**Cosa farai:**
(1) Rispondi a queste domande sul testo dedicato alla coltura del nocciolo:
(a) In quali anni si ebbero le crisi vinicole definite gravissime?
(b) Intorno a quali anni avvenne la liberazione dei territori caprolatti dalla servitù feudale?
(c) Quanti quintali di produzione superò Caprarola nella passata stagione?
(2) Trascrivi fedelmente il passo del testo sulla coltura del nocciolo che comincia con le parole "la superficie coltivata" e termina con le parole "e di bellezza.".

**Testo fornito:**
********
La coltura del nocciolo

(dal Corriere di Caprarola anno 1954)

I noccioleti allignano in ristrette zone d’Italia, particolarmente di natura vulcanica e collinare, come la zona dell’Etnea, l’Avellinese, la Cimina, la Cuneese. La zona Cimina dà uno dei prodotti migliori per gusto e finezza di sostanze grasse: i centri più importanti di produzione sono Caprarola, Vallerano, Fabrica di Roma. A Caprarola, fino alla fine del secolo scorso, si producevano solo alcune centinaia di quintali annui, specie della qualità lunga, e la coltura era ristretta a qualche appezzamento delle proprietà maggiori. Ma col sopraggiungere delle crisi vinicole a ripetizione (gravissime quelle del 1905 e 1906) gli agricoltori caprolatti trasformarono molti vigneti in ricchi e fiorenti noccioleti, con rilevante benessere economico. Anche nella Valle di Vico, dove già il nocciolo allignava nelle contrade Vite, Oriolo e Monte Venere i grandi proprietari ne estesero la coltivazione, specie lungo le pendici di quest’ultima località, ad opera del Comm. Palestini. Ma un fatto saliente doveva portare Caprarola all’avanguardia della produzione di nocciole e farne il più importante centro di coltura; un fatto che si determinò intorno al 1920-1921: la grande e diremmo quasi rivoluzionaria, affrancazione e liberazione dei territori caprolatti dalla servitù feudale delle corrisposte in natura ad opera e per merito della benemerita Cassa Rurale diretta dal Presidente Sig. Nicola Fantini e del Cav. Silvestro Dorati sotto la guida paziente e tenace del Dr. Giustino Fantini.

La grande operazione rivoluzionò la nostra agricoltura liberandola da una schiavitù esosa e determinò una intensa e larga bonifica nella Valle di Vico. Là dove erano sterpaglie e roveti, i terreni vennero dissodati e messi a coltura e, per chilometri e chilometri, ogni piccolo proprietario delle pendici montane che fanno corona all’azzurrissimo lago di Vico, iniziò la piantagione di noccioleti. Ormai tutti i pendii sono verdeggianti e, di anno in anno, la coltura del nocciolo sta scendendo nelle zone pianeggianti, specie ai margini dei grandi appezzamenti seminativi. In concomitanza all’estendersi dei noccioleti nella Valle di Vico, i vigneti a sud della cittadina continuano anch’essi ad essere trasformati nella più redditizia coltura e pertanto, 

la superficie coltivata a noccioli aumenta sempre più: e se essa all’epoca della prima Sagra si avvicinava ai mille ettari, ora, dopo un quadriennio, essa ha largamente superato tale ci-fra. Caprarola è ormai il primo centro produttivo del Lazio, e forse d’Italia nella passata stagione superò i 15.000 quintali di produzione. Gli agricoltori caprolatti meritano un particolare encomio per l’ardore con cui stanno largamente attuando la coltura del nocciolo e per i perfezionamenti tecnici che via via introducono, selezionando le qualità e praticando razionali e copiose concimazioni, che rendono le piantagioni un modello di vigore e di bellezza.
********
**Sezione dati:**
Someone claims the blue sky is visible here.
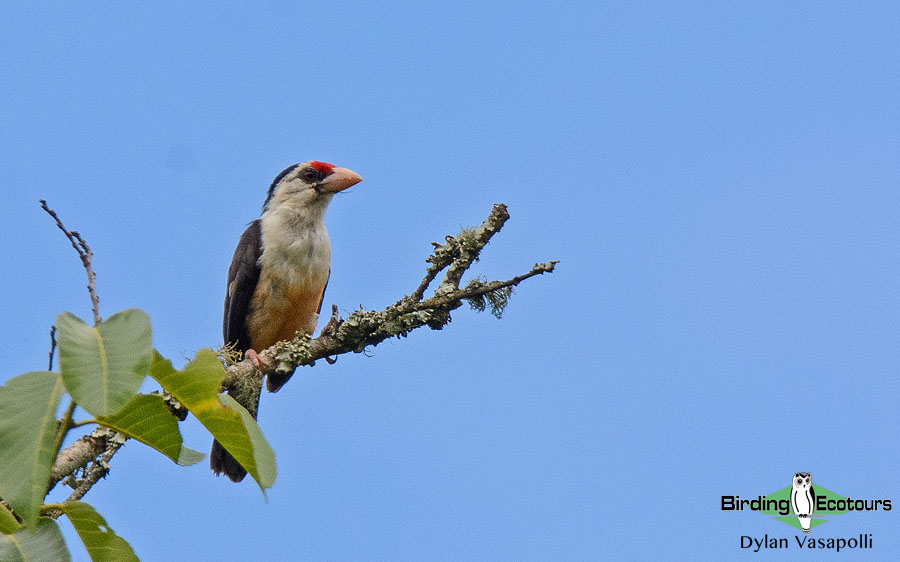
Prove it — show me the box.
[0,2,900,561]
********
**Risposte ai compiti:**
(1)
(a) Nel 1905 e nel 1906.
(b) Intorno al 1920-1921.
(c) Superò i 15.000 quintali.

(2)
la superficie coltivata a noccioli aumenta sempre più: e se essa all’epoca della prima Sagra si avvicinava ai mille ettari, ora, dopo un quadriennio, essa ha largamente superato tale ci-fra. Caprarola è ormai il primo centro produttivo del Lazio, e forse d’Italia nella passata stagione superò i 15.000 quintali di produzione. Gli agricoltori caprolatti meritano un particolare encomio per l’ardore con cui stanno largamente attuando la coltura del nocciolo e per i perfezionamenti tecnici che via via introducono, selezionando le qualità e praticando razionali e copiose concimazioni, che rendono le piantagioni un modello di vigore e di bellezza.